§ Ejercicios:
A: Edita el texto sobre la humildad desde "Actitudes nuevas de" hasta "con su palabrería." y pon "personas" en lugar de "individuos".
B: Retoma el texto sobre la humildad y sigue escribiéndolo a partir de su última frase.

§ Texto base:
Actitudes nuevas de humildad y de servicio hemos de tener en
lo más hondo de nosotros mismos para que siempre resplandezca el amor verdadero
Isaías 1, 10. 16-20; Sal 49; Mateo 23, 1-12
Todos nos
hemos encontrado alguna vez en la vida con individuos que van de sobrados de
sí, que todo se lo saben, que de todo quieren opinar, que nos miran por encima
del hombro porque nos consideran unos ignorantes, que se tienen por maestros de
todo aunque nos cuenta que todo son fantochadas y vanidad, que se creen con la solución
de todos los problemas pero que todo se queda en palabras porque luego
realmente poco hacen. No hay palabra que digan si no es para fantasear con su
‘sabiduría’ (y lo ponemos así entre comillas) y para estarnos diciendo en todo
momento cómo tenemos que hacer las cosas. Reconozcamos que se nos hacen
insoportables, aunque en principio puedan encandilar con su palabrería.
Al
hacernos estas consideraciones quizá nos pasen por nuestra mente el rostro o el
nombre de tantos que conocemos así, pero también con sinceridad hemos de
mirarnos a nosotros mismos porque allá en el fondo también tengamos esos deseos
de notoriedad, de destacar, de colgarnos medallas de merecimientos, o también
acaso nos sentimos frustrados u ofendidos si no nos llevan a nosotros sobre una
bandeja. Haremos mucho o poco pero nos gusta que nos lo reconozcan y en cierto
modo como a nadie le amarga un dulce también nos gustaría aparecer en primera
plana.

§ Datos de partida:
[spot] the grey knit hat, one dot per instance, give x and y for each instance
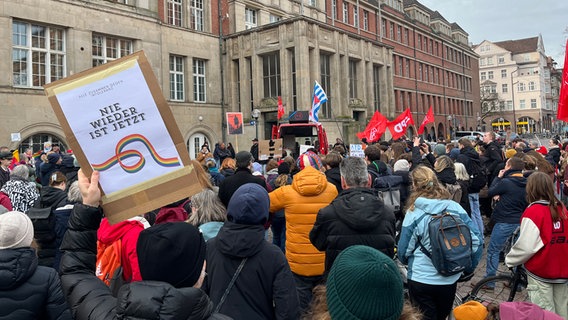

§ Respuestas por tarea:
A:
Actitudes nuevas de humildad y de servicio hemos de tener en
lo más hondo de nosotros mismos para que siempre resplandezca el amor verdadero
Isaías 1, 10. 16-20; Sal 49; Mateo 23, 1-12
Todos nos
hemos encontrado alguna vez en la vida con personas que van de sobrados de
sí, que todo se lo saben, que de todo quieren opinar, que nos miran por encima
del hombro porque nos consideran unos ignorantes, que se tienen por maestros de
todo aunque nos cuenta que todo son fantochadas y vanidad, que se creen con la solución
de todos los problemas pero que todo se queda en palabras porque luego
realmente poco hacen. No hay palabra que digan si no es para fantasear con su
‘sabiduría’ (y lo ponemos así entre comillas) y para estarnos diciendo en todo
momento cómo tenemos que hacer las cosas. Reconozcamos que se nos hacen
insoportables, aunque en principio puedan encandilar con su palabrería.

B:
Lo que es
bueno es bueno, lo que hemos hecho bien ahí está y queremos que sea beneficioso
para todos, al menos, lo pensamos algunas veces. La humildad está en reconocer
la verdad pero eso reconocimiento de la verdad de lo bueno o lo justo que
hayamos hecho no nos tiene que llevar a buscar pedestales y las glorias de las
vanidades humanas.
Es de lo
que Jesús quiere prevenirnos hoy en el evangelio. Y Jesús pone en alerta a los
que quieren ser sus discípulos ante las posturas y las maneras de actuar de
escribas y fariseos. Ya nos dice que hagamos lo que nos dicen, pero que no
hagamos como ellos que nada hacen sino buscar honores, reconocimientos,
primeros puestos y vanidad. Claro que todo esto tiene que hacernos pensar,
porque acaso a pesar del paso de los años y de los siglos muchas veces sigamos
actuando – y también en nuestra Iglesia – a la manera de aquellos escribas y
fariseos. Mucha pomposidad ha acompañado a muchos que en la iglesia tenían la
misión de ser los últimos y los servidores de todos. No caigamos nosotros en
las mismas redes.
No quiere
Jesús que nos dejemos llamar padres ni maestros, porque como nos dice todos
somos hermanos – cuánto habría que revisar en este sentido en tantos estamentos
también de la Iglesia incluso hoy en pleno siglo XXI - y aunque algunos tengan la misión de
trasmitirnos la Palabra de Dios en fin de cuentas son unos hermanos, porque son
también unos seguidores de Jesús que con responsabilidad, es cierto, pero con
mucho humildad han de realizar su misión. Desterremos de una vez por todas la
vanidad de los títulos y de los tratamientos pomposos para sentirnos unos
humildes servidores y hermanos de los
que caminan a nuestro lado.
Actitudes
nuevas de humildad y de servicio hemos de tener en lo más hondo de nosotros
mismos para que siempre resplandezca el amor verdadero. ¿Nos ayudará esta
reflexión en este camino cuaresmal que estamos haciendo para que haya una
verdadera pascua en nosotros?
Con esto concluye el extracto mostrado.